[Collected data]

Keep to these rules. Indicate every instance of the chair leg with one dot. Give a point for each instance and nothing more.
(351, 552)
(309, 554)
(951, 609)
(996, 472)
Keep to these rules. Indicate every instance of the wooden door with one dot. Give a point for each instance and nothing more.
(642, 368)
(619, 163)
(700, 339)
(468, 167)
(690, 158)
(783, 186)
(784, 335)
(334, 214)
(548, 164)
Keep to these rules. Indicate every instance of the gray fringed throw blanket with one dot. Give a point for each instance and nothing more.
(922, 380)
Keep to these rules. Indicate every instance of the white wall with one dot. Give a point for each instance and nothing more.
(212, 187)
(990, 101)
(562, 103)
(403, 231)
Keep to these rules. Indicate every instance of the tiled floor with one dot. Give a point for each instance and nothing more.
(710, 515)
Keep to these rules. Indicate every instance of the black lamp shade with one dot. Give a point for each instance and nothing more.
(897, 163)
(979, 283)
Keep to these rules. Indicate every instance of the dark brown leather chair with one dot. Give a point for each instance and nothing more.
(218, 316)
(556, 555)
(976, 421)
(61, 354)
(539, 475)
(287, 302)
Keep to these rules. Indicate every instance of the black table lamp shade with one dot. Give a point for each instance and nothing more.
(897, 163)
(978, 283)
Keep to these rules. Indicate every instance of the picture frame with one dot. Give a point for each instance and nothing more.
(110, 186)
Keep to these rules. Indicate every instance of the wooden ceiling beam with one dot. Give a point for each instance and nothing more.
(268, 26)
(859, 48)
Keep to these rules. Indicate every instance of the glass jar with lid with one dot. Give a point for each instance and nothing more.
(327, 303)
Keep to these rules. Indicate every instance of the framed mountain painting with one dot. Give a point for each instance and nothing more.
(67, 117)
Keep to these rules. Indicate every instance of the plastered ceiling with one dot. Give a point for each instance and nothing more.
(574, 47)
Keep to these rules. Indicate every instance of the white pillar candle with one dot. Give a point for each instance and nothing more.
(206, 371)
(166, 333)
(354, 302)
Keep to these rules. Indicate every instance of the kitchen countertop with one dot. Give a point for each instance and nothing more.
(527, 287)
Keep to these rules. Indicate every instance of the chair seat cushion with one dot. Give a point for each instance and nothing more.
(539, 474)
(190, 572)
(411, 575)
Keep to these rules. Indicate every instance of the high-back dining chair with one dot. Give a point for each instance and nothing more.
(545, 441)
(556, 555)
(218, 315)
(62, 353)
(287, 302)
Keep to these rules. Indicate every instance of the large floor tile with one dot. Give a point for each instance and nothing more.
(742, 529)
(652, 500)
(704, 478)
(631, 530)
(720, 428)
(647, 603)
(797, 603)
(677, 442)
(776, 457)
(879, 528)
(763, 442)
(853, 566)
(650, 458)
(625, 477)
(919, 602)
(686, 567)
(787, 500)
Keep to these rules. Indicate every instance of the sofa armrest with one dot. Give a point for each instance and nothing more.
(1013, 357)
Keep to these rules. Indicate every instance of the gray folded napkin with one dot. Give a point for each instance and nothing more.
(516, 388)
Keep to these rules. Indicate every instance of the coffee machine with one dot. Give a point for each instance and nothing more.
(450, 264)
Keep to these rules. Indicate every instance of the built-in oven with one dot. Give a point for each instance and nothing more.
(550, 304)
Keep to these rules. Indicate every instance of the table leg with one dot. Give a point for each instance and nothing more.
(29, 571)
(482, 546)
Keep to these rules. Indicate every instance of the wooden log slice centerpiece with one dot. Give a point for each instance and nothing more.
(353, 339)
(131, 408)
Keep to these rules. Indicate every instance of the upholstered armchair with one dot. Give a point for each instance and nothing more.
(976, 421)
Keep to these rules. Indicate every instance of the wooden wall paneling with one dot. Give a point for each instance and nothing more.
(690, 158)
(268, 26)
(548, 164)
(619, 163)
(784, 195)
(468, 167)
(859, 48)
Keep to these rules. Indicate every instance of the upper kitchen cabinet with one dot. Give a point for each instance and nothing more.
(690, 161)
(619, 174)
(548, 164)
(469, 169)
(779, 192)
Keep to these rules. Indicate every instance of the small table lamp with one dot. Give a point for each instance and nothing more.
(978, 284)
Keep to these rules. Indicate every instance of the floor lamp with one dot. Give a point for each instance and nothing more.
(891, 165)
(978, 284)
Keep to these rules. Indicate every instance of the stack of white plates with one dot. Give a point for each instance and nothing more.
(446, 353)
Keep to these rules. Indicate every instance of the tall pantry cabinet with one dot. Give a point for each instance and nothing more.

* **PROBLEM DETAILS**
Please rewrite everything from the line containing "Keep to these rules. Indicate every instance of the small" down to the end of the records above, requests included, scaling each point coordinate in the answers by 1.45 and rounding to the nearest whole number, with halves rounded up. Return only those lines.

* **COMPLETE ANSWER**
Keep to these rules. Indicate every instance of the small table lamp with one dot. Give a point for each instance and nothing more.
(1418, 412)
Keep to these rules. Indicate every instance of the floor lamp with one dot. Give a point for each instance and nothing more.
(1292, 239)
(1418, 412)
Keep to these rules. Indicate every instance of the stack of white plates with one dot. Give a point for each instance and nothing more.
(647, 512)
Keep to these rules. Indicate every instance of the tall pantry cabinet with one dot. Give a point for each instance and nothing more.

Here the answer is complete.